DIRECTIONS » Extract the records below word for word and ignore the images.

PROVIDED INFORMATION »
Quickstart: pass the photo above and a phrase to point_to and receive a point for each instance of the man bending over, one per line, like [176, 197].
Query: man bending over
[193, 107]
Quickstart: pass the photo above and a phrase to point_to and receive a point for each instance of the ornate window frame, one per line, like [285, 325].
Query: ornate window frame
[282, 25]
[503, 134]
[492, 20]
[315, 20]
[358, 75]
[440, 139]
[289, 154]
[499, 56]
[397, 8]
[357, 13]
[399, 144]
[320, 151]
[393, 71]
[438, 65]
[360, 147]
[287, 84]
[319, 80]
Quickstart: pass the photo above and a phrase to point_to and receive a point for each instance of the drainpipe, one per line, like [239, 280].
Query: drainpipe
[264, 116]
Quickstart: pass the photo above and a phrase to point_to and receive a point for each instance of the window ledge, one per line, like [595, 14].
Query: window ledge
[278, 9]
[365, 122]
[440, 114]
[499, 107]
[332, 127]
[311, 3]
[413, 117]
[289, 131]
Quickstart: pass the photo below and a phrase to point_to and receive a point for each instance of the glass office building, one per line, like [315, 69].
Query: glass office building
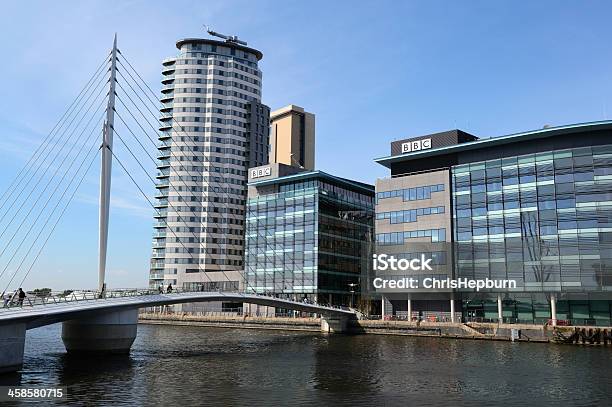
[305, 236]
[544, 220]
[534, 207]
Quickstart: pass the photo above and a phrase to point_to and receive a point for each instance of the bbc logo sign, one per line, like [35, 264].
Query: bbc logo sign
[416, 145]
[261, 172]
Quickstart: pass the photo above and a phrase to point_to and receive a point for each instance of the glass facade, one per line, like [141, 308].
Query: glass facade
[544, 220]
[299, 244]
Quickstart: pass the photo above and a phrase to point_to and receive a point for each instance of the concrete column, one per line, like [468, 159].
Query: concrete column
[12, 340]
[553, 309]
[382, 307]
[112, 332]
[409, 309]
[334, 325]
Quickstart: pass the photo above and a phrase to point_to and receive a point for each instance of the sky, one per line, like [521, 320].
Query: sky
[371, 72]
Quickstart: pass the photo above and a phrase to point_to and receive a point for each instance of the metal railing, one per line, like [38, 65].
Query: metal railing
[33, 299]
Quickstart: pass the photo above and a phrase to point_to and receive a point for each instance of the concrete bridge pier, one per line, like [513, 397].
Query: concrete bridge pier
[335, 324]
[112, 332]
[12, 340]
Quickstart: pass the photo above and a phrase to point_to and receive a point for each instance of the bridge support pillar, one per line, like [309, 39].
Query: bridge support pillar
[112, 332]
[12, 340]
[334, 325]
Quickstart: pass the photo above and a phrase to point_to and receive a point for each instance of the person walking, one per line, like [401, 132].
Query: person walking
[6, 298]
[20, 297]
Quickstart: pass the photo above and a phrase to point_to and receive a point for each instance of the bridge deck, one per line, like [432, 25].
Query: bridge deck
[50, 313]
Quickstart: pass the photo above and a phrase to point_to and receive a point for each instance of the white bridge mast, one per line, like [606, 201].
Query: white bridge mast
[105, 170]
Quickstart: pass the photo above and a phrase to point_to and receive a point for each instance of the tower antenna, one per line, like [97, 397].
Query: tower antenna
[228, 38]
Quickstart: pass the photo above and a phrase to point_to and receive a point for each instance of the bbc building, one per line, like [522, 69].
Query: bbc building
[534, 207]
[305, 234]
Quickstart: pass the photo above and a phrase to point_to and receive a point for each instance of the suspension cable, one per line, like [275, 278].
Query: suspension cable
[55, 224]
[91, 149]
[40, 149]
[73, 144]
[28, 183]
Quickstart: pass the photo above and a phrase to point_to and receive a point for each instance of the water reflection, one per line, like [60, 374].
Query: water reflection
[211, 366]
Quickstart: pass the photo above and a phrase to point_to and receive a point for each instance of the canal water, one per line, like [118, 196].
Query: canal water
[184, 366]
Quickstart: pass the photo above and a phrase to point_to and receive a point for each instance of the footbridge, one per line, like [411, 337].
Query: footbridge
[106, 322]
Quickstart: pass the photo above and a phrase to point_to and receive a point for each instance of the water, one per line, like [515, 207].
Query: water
[213, 366]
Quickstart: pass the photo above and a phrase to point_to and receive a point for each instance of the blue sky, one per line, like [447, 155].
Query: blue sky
[372, 72]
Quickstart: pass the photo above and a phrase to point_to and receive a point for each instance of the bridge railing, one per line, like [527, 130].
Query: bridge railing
[33, 299]
[36, 299]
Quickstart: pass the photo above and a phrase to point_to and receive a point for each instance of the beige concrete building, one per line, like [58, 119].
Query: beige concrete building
[292, 137]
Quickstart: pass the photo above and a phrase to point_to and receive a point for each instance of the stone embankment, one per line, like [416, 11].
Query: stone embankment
[477, 331]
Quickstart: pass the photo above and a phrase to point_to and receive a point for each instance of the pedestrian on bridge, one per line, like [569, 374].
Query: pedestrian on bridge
[20, 297]
[6, 298]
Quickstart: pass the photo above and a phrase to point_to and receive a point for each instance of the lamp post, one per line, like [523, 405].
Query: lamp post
[352, 290]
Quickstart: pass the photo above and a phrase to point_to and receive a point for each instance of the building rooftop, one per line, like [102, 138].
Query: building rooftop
[258, 54]
[496, 141]
[367, 188]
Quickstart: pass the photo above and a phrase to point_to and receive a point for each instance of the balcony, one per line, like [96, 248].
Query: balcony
[166, 98]
[169, 70]
[161, 214]
[169, 61]
[163, 164]
[164, 136]
[161, 203]
[168, 88]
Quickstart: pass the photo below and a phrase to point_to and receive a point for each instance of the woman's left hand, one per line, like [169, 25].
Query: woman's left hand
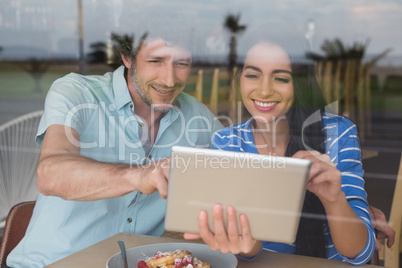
[324, 179]
[227, 240]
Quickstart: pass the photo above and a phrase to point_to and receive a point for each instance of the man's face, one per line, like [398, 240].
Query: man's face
[160, 73]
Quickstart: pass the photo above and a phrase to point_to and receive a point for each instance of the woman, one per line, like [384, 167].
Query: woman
[288, 119]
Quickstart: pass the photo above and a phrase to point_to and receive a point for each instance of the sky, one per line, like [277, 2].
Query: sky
[52, 25]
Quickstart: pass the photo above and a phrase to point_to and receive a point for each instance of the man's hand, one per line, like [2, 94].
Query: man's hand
[154, 177]
[383, 230]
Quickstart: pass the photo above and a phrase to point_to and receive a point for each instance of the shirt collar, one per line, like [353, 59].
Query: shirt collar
[121, 92]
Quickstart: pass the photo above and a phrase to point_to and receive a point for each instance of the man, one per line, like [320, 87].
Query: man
[106, 140]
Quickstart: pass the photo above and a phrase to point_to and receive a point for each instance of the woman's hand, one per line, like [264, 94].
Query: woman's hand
[227, 240]
[324, 179]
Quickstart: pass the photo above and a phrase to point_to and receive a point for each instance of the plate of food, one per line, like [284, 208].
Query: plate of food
[173, 255]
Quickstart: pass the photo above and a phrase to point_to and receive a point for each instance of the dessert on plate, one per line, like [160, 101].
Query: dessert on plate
[173, 259]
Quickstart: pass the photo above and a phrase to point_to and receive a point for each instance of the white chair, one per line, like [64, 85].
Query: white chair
[19, 156]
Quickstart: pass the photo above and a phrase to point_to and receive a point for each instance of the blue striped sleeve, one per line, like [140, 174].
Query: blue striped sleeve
[344, 150]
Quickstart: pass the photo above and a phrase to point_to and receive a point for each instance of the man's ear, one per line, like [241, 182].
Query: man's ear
[127, 62]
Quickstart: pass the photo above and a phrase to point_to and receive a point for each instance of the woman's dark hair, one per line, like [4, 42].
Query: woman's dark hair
[305, 123]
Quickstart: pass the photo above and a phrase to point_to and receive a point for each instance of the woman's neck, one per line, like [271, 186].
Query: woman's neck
[271, 138]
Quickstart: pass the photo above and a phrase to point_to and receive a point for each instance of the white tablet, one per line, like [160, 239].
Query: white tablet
[269, 190]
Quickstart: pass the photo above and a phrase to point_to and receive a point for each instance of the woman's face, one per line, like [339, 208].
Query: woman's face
[266, 83]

PROBLEM SOLUTION »
Quickstart: pass the photo above and a phrase to point_to and receive a point for each instance of the man bending over, one per line, like [176, 197].
Query: man bending over
[193, 107]
Quickstart: pass the photo above and a phrase to point_to and receive a point for each instance of the ornate window frame, one per line, like [285, 325].
Query: ornate window frame
[282, 25]
[503, 134]
[492, 20]
[315, 20]
[358, 75]
[440, 139]
[289, 154]
[499, 56]
[397, 8]
[357, 13]
[399, 144]
[320, 151]
[393, 71]
[438, 65]
[360, 147]
[287, 84]
[319, 80]
Quickstart: pass the photo above and a phrase to point_to and receive a point for each instance of the drainpipe, one per line, like [239, 280].
Query: drainpipe
[264, 116]
Quickstart: pass the photo above and a phrase to point_to and receive a point for each instance of the window ledge, one per line, like [595, 14].
Query: window ledge
[278, 9]
[365, 122]
[440, 114]
[499, 107]
[332, 127]
[311, 3]
[413, 117]
[289, 131]
Quickstart: pass the photo below and a phrase to point_to and receive a point for each instance of the glass office building, one per line, like [315, 69].
Query: glass office building
[305, 236]
[544, 220]
[534, 207]
Quickstart: pass the photo above and a phrase to point_to and receive a point for each instance of the bbc logo sign, one per line, like [35, 264].
Query: bbc logo sign
[416, 145]
[261, 172]
Quickstart: pass the photo above and a phrase to point_to and receive a point for each instance of the glass facade, one per line, like [141, 308].
Query: glass facade
[544, 220]
[299, 244]
Quickstart: pass the photo above and a phrase to point_to and receive a point for each instance of the concrete column, one per line, like [468, 159].
Query: concrete column
[12, 340]
[553, 309]
[382, 307]
[112, 332]
[409, 309]
[334, 325]
Quickstart: pass the photo above and a phrase to point_to and receive a point for each instance of the sky, one per line, like [521, 320].
Query: sky
[371, 72]
Quickstart: pass the photo above and a phrase to point_to and receive a point for each instance of the metal railing, one per line, like [38, 65].
Query: metal railing
[33, 299]
Quickstart: pass the photo above and a phrase to point_to and receive a point for each instance of the concrete bridge pier, one per line, like [513, 397].
Query: concrete bridge pier
[335, 324]
[112, 332]
[12, 340]
Quickstart: pass the photo above and a phrase to point_to and receive a point for each instance of the bridge support pillar, one per line, like [309, 39].
Query: bridge support pillar
[112, 332]
[12, 340]
[334, 325]
Quickstart: pass the photo above and a phrase to point_to and receive a point for each instance of the person walking, one per line, like [401, 132].
Query: person walking
[6, 298]
[20, 297]
Quickstart: pass the photo above and a phrase to point_to and receive a point for each instance of the bridge deck, one per line, like [432, 25].
Query: bridge deck
[50, 313]
Quickstart: pass the photo above and a phrase to point_to and receive a point for each instance of the white bridge mast, one per line, like [606, 201].
Query: white bridge mast
[105, 170]
Quickstart: pass the photo above and a phrase to point_to and receive a point for each instance of the tower antenna, one per line, like [97, 397].
Query: tower antenna
[228, 38]
Quickstart: pass the photo above and a phrase to point_to and receive a point for each instance of the bbc building, one per line, like [522, 69].
Query: bbc building
[534, 207]
[305, 234]
Quickstart: pass the photo above and a phrase to point_to and receive a point for each instance of the suspension cable, one per line, like [275, 278].
Query: suspension cable
[55, 224]
[91, 149]
[40, 149]
[73, 144]
[28, 183]
Quickstart: pass the photo above and a phrase to point_to and receive a point for each instance of the water reflection, one per line, like [60, 374].
Query: water reflection
[211, 366]
Quickstart: pass the photo above and a phrase to point_to and receive a point for each instance of the canal water, one per line, like [118, 196].
Query: canal water
[184, 366]
Quickstart: pass the photo above and a phrase to point_to and receive a point for each instance of the footbridge, one per line, like [411, 337].
Query: footbridge
[106, 322]
Quickstart: pass the photo above and a phrase to point_to and receive a point for each instance of the water, one per line, like [515, 207].
Query: water
[213, 366]
Quickstart: pass the photo above and a phrase to point_to and receive a point for each instance of the blue sky, one per line, like [447, 155].
Query: blue sky
[372, 72]
Quickstart: pass the photo above and a phrase to point_to and receive a point for each instance of the bridge railing, one per line, like [527, 130].
Query: bridge railing
[33, 299]
[36, 299]
Quickstart: pass the photo above and a phrase to point_to and receive a point for each instance of the beige concrete building, one per line, like [58, 119].
Query: beige concrete building
[292, 137]
Quickstart: pass the photo above and a phrase to point_to and receive a point for each instance of the stone embankment, one per line, like [416, 11].
Query: stone embankment
[477, 331]
Quickstart: pass the photo above and a phrase to point_to and receive a point for each instance of the pedestrian on bridge, one per line, like [569, 374].
Query: pedestrian on bridge
[20, 297]
[6, 298]
Quickstart: pass the photo above and a phrase to point_to and receive a point for each instance of the lamp post, one per line, like [523, 405].
Query: lamp post
[352, 290]
Quickstart: pass the photo above and a phrase to point_to and receive a point for each instance of the building rooftop, one per line, like [102, 138].
Query: building rooftop
[258, 54]
[496, 141]
[367, 188]
Quickstart: pass the photo above and a phrase to point_to and receive a point for each instance of the balcony, one per line, like [96, 248].
Query: balcony
[166, 98]
[169, 70]
[161, 214]
[169, 61]
[163, 164]
[164, 136]
[161, 203]
[168, 88]
Quickstart: pass the photo below and a phrase to point_to and receive a point for each instance of the woman's left hand, one per line, like [169, 25].
Query: woman's left hand
[324, 179]
[227, 240]
Quickstart: pass the photo above and a phrase to point_to and receive a point for each instance of the man's face, one per line, like [398, 240].
Query: man's face
[160, 73]
Quickstart: pass the photo above and a phrase to point_to and receive a point for each instance of the woman, one per line, like [384, 167].
Query: woman
[288, 119]
Quickstart: pass the photo above and a phrase to point_to and receive a point for each instance of the sky, one per line, like [277, 2].
Query: sky
[52, 25]
Quickstart: pass the photo above and a phrase to point_to and receive a point for each instance of the man's hand, one per line, like [2, 94].
Query: man's hand
[154, 177]
[383, 230]
Quickstart: pass the photo above and a phrase to point_to and receive a point for each instance of the shirt collar, one per line, like [353, 59].
Query: shirt collar
[121, 92]
Quickstart: pass the photo above and a phrase to point_to and receive a point for each instance of the man, one per line, like [320, 87].
Query: man
[106, 140]
Quickstart: pass the photo above and a phrase to point_to and receive a point for each instance of the woman's hand, one per line, like [264, 94].
Query: woman's hand
[227, 240]
[324, 179]
Quickstart: pass the photo above and a phrase to point_to and receive a point for each instance of the plate of food, one per line, like [284, 208].
Query: plate of food
[173, 255]
Quickstart: pass the photo above and a phrase to point_to and receive a point for each instance of the dessert on plate, one per line, like [160, 101].
Query: dessert on plate
[173, 259]
Quickstart: pass the photo above and a phrase to point_to and receive a point for each instance of the white chair, one per line, like [64, 85].
Query: white chair
[19, 156]
Quickstart: pass the photo above and a phrase to point_to and receive a point for each instance of the blue striped sleeve, one per line, like [140, 174].
Query: blue striped sleeve
[344, 150]
Quickstart: pass the photo above and a phrase to point_to and receive a point for each instance of the man's ear, one per line, like [241, 182].
Query: man's ear
[127, 62]
Quickstart: pass the photo above and a phrase to point_to and receive a point for each instance of the woman's dark hair, one per line, like [4, 42].
Query: woman's dark hair
[305, 123]
Quickstart: pass the photo above and a phrase to point_to and receive a point for each instance of the woman's neck, one per line, like [271, 186].
Query: woman's neck
[271, 138]
Quickstart: pass the photo above and a phrase to point_to and receive a point for each instance of the white tablet, one per line, like [160, 239].
Query: white tablet
[269, 190]
Quickstart: pass the photo above and a phrase to point_to and receive a point for each instance of the woman's face, one per line, like [339, 208].
Query: woman's face
[266, 83]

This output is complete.